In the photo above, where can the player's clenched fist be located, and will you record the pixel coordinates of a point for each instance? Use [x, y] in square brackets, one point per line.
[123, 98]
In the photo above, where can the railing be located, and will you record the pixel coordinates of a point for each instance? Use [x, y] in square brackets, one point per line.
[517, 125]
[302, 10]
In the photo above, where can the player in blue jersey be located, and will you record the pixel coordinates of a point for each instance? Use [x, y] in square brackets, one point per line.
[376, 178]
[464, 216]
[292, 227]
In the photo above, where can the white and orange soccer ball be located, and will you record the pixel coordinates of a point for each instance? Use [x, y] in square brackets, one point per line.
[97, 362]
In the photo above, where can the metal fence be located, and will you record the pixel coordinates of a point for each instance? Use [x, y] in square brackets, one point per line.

What is required: Print every record exactly, so that each word matches what is written above.

Finished exercise:
In the photo above, where can the player's clenched fist be located, and will you record the pixel coordinates of a point for each instance? Use [x, y] in square brackets, one point per line.
[123, 98]
In the photo above, where can the railing be located, and will you record the pixel coordinates of a point for each instance? Use [x, y] in square brackets, one point per line.
[517, 125]
[302, 10]
In the photo above, where can the player in blue jersey be located, and will you record the pixel coordinates of a point for each instance? Use [x, y] in square brackets, one point per line.
[376, 178]
[464, 216]
[292, 227]
In the photo above, where can the white and orange soccer ball be located, and will you record the pixel coordinates of a point for each instance? Use [x, y] in square brackets, one point per line.
[97, 362]
In the photo above, where can the metal fence be located, and will you record the pixel coordinates of a point for each instance? Use [x, y] in square brackets, one point per line.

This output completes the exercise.